**Provided records:**
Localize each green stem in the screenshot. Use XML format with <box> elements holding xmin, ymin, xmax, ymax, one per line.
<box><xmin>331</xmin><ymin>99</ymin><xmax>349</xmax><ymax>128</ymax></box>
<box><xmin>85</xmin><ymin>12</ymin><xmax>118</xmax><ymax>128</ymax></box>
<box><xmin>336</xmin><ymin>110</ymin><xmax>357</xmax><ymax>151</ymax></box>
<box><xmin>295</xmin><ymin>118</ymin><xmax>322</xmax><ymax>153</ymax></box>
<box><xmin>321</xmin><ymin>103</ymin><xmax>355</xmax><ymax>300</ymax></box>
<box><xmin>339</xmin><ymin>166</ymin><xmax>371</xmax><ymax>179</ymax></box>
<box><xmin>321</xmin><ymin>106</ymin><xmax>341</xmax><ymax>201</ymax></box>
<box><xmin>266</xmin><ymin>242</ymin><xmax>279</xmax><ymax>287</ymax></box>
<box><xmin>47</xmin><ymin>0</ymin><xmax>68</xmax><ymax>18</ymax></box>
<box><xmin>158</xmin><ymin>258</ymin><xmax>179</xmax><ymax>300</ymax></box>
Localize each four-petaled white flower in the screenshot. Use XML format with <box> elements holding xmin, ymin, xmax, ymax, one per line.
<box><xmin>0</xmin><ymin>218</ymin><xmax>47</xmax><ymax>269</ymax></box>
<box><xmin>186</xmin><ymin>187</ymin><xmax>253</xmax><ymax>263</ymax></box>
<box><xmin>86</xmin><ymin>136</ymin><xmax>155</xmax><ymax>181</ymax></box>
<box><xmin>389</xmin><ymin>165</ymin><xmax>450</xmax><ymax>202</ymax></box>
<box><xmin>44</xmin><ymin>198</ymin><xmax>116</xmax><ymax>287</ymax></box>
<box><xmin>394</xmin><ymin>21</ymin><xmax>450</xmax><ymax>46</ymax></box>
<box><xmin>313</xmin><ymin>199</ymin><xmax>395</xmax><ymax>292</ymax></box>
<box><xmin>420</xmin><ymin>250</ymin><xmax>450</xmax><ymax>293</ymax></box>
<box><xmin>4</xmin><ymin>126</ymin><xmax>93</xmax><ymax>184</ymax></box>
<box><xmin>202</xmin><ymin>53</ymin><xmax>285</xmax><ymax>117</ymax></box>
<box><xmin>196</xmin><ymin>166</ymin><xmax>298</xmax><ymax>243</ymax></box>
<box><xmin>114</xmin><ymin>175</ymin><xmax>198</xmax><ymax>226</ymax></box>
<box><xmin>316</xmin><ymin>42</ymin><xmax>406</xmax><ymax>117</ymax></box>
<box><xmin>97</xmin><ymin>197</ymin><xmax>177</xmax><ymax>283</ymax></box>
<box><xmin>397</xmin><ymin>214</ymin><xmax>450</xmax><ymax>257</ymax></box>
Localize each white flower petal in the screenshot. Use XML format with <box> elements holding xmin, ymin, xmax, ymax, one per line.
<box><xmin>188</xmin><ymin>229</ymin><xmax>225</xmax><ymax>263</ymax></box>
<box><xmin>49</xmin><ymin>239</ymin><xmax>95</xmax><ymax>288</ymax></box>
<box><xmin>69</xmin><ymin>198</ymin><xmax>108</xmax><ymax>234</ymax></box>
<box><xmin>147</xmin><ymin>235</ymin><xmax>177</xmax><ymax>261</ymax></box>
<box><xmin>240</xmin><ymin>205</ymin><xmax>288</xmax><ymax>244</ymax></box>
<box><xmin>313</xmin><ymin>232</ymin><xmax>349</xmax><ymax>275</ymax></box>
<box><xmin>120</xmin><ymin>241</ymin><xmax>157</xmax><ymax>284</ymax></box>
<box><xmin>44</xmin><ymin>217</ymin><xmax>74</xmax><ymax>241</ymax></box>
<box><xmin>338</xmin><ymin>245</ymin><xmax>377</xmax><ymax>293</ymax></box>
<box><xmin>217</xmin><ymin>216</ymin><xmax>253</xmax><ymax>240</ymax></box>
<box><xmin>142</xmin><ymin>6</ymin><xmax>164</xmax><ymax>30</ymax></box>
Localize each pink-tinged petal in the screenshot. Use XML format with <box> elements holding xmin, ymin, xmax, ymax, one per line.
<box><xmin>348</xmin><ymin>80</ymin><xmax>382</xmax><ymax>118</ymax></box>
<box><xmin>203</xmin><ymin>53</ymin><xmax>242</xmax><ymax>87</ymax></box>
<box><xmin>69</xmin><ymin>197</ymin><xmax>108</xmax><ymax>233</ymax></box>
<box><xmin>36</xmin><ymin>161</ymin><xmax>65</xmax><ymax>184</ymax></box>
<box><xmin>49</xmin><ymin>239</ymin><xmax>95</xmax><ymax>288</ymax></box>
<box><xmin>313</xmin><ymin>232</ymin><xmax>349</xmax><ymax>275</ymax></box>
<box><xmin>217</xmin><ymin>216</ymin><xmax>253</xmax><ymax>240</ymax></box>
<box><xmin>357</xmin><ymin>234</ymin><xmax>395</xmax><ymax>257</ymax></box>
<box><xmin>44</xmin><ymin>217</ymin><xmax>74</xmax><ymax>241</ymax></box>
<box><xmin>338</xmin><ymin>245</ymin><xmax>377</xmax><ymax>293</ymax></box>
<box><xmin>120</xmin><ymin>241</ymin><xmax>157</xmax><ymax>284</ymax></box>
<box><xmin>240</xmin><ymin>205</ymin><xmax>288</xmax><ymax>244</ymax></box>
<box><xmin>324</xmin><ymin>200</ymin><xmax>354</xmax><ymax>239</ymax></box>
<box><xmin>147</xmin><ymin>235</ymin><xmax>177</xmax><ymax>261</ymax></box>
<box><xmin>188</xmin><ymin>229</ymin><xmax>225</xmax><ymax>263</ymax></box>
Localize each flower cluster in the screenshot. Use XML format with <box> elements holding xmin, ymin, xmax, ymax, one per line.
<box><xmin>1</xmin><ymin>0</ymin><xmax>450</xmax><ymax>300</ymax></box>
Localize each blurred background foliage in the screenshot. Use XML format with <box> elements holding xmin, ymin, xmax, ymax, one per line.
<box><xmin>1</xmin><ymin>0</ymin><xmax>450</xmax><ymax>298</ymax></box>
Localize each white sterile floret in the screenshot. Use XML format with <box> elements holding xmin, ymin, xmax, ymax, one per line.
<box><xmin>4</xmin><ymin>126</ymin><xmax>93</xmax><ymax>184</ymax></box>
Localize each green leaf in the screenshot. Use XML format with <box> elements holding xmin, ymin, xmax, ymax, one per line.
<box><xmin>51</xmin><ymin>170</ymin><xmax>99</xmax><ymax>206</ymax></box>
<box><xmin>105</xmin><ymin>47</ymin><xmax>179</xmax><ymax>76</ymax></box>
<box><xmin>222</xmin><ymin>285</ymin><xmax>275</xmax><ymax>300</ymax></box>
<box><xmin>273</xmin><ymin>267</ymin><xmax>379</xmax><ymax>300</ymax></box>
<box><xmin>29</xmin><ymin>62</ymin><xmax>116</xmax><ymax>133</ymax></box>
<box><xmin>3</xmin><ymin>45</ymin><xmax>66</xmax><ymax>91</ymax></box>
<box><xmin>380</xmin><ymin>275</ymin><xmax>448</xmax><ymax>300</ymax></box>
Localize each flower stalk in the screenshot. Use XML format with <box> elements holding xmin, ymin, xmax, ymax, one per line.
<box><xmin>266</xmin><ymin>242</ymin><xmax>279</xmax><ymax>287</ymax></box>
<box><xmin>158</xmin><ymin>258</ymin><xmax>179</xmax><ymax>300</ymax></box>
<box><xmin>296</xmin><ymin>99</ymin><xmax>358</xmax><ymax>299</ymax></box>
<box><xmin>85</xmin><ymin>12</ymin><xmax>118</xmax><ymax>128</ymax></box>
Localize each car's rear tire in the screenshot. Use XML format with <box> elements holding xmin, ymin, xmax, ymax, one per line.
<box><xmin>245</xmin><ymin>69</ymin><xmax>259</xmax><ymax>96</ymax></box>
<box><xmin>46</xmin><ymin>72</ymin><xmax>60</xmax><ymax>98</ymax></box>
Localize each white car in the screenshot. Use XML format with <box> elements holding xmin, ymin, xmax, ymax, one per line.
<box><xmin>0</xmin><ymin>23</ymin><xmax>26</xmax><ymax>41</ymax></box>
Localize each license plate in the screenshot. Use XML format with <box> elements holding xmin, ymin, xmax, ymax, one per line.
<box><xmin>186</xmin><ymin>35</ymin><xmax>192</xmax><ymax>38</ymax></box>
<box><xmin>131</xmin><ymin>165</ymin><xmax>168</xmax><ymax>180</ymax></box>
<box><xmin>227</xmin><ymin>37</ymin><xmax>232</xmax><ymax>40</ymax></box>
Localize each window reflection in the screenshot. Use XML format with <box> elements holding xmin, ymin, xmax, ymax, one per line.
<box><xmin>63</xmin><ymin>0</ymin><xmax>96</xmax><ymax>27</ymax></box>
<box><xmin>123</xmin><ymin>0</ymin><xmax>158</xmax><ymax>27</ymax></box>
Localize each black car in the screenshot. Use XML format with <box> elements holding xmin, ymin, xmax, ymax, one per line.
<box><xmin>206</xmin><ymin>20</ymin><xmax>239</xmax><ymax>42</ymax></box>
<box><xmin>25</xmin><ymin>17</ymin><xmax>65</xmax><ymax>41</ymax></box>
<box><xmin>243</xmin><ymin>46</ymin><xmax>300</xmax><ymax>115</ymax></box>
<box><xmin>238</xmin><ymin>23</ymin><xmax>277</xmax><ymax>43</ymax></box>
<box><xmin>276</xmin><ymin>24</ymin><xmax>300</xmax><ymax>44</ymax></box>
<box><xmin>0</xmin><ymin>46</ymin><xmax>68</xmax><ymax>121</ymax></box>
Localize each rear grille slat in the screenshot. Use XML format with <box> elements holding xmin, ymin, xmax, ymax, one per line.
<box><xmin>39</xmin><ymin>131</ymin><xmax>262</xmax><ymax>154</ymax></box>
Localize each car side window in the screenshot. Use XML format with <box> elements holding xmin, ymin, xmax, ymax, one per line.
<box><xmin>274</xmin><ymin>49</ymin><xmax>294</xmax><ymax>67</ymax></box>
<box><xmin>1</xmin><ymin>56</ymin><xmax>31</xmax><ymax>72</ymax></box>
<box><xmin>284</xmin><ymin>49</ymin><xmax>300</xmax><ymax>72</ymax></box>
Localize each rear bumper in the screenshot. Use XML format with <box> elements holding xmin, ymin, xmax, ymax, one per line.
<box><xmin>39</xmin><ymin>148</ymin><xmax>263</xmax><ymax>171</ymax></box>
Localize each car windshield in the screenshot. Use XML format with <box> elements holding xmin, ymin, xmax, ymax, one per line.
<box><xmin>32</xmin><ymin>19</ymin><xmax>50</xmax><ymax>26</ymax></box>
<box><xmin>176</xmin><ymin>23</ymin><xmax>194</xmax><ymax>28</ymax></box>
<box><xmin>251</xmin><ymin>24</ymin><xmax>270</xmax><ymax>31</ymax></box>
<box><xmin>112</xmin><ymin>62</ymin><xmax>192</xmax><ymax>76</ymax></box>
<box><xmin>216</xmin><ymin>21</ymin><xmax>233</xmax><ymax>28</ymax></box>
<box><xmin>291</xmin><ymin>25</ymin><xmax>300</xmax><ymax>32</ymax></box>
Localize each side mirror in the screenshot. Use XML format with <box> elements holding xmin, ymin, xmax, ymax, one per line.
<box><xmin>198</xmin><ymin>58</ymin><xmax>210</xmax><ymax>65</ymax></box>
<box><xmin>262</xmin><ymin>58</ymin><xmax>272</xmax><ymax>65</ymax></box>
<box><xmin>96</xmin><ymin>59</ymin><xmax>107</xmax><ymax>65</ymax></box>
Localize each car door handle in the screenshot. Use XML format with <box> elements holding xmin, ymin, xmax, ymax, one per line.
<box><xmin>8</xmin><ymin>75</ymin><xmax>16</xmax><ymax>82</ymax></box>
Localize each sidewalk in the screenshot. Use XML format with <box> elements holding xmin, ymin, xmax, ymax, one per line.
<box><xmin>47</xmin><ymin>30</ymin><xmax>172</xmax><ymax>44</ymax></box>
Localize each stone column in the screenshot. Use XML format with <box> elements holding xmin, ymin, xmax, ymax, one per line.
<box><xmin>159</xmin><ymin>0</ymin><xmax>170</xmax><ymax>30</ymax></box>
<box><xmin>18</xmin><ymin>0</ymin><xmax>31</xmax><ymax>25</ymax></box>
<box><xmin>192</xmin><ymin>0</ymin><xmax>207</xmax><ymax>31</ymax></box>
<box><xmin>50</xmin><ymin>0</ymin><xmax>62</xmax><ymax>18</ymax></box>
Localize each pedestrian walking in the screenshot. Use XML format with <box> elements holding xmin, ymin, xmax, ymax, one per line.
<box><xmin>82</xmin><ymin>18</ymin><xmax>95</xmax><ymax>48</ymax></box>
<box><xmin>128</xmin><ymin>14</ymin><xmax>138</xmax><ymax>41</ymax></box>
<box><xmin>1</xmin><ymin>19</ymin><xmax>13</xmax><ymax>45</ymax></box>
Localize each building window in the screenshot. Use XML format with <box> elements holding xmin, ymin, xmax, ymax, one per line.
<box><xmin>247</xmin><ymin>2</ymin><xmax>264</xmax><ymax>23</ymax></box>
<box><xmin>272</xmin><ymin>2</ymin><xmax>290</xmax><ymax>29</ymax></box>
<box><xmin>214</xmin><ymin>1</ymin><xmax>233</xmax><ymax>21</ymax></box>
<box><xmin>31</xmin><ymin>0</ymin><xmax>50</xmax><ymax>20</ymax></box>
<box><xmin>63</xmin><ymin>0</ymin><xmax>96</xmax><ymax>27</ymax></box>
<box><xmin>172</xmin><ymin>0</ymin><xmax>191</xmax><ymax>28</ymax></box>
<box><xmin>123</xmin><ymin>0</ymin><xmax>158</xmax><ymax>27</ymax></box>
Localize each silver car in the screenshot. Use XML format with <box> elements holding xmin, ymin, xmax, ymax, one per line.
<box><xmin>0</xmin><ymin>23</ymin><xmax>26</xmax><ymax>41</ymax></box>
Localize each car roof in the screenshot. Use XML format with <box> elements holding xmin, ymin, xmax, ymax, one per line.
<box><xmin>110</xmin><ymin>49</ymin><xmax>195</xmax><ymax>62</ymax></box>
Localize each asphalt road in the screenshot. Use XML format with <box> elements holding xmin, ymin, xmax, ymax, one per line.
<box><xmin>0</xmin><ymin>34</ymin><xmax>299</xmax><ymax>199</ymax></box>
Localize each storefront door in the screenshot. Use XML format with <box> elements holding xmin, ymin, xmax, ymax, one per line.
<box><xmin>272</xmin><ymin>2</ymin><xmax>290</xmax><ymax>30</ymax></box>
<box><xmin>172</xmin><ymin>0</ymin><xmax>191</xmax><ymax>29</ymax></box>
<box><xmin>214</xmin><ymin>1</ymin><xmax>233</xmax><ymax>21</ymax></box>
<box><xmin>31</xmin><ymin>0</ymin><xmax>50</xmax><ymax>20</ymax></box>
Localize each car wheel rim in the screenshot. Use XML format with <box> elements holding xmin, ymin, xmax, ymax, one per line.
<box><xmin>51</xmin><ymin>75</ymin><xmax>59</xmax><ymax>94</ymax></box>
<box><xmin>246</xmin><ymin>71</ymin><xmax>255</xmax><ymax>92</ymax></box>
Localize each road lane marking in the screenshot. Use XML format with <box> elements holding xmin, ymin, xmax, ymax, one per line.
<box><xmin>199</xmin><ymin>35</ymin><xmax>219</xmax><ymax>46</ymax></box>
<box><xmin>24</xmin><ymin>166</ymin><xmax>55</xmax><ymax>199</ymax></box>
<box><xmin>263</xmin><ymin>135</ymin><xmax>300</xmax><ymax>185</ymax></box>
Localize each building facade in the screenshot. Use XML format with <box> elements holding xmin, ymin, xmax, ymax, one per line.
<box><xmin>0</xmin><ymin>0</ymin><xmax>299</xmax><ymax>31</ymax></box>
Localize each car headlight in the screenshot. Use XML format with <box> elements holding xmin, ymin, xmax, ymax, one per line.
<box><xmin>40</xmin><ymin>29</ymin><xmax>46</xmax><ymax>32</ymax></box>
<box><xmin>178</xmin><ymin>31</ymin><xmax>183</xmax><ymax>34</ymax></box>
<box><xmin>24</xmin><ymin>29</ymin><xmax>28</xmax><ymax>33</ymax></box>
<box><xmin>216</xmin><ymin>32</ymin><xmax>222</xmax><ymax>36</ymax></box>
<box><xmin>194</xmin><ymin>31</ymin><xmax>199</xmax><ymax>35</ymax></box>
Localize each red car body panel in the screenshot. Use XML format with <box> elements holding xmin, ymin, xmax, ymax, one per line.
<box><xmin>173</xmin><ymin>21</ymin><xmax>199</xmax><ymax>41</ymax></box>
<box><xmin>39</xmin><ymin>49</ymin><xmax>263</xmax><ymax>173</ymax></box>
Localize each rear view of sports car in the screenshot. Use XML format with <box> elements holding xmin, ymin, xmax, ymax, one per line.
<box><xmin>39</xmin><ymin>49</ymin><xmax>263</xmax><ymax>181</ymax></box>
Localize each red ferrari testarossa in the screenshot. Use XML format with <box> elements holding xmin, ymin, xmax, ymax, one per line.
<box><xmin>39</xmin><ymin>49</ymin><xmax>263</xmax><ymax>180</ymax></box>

**Exercise description:** Give back exactly the lines running from the line containing "Localize each red ferrari" through the end of the material above, both included, and nothing beyond them.

**Problem solution:**
Localize each red ferrari testarossa in the screenshot. Use XML format with <box> elements holding xmin, ymin, xmax, ymax, one per line.
<box><xmin>39</xmin><ymin>49</ymin><xmax>263</xmax><ymax>180</ymax></box>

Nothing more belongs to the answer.